:: What you have to do ::
Can you copy every line of the entries below word for word, leaving the pictures out of your answer?

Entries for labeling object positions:
++++

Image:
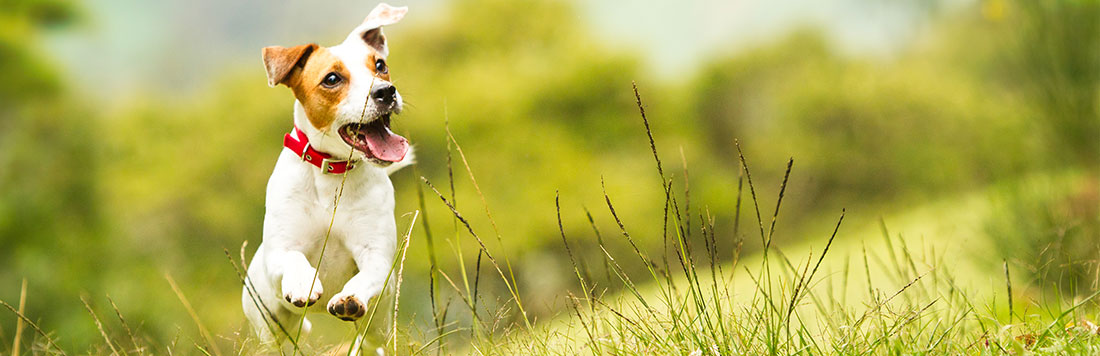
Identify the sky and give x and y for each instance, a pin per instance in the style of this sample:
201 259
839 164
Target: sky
125 46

++++

:: Answer to this task ::
Image:
Identify the sky and give x and y for each instance, a pin per instance in the style of this sample:
201 259
839 164
Target: sky
125 46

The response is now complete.